### ASSIGNED TASK
Print out the complete set of records below, exactly as they read.
Start of Block
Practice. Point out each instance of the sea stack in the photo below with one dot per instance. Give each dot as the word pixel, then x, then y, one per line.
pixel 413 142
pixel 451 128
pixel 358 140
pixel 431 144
End of Block
### WRITTEN REPLY
Practice. Point out each instance of the sea stack in the photo below with one dot per instance. Give each dot as the word pixel, then x, then y, one per line.
pixel 413 142
pixel 451 128
pixel 358 140
pixel 431 144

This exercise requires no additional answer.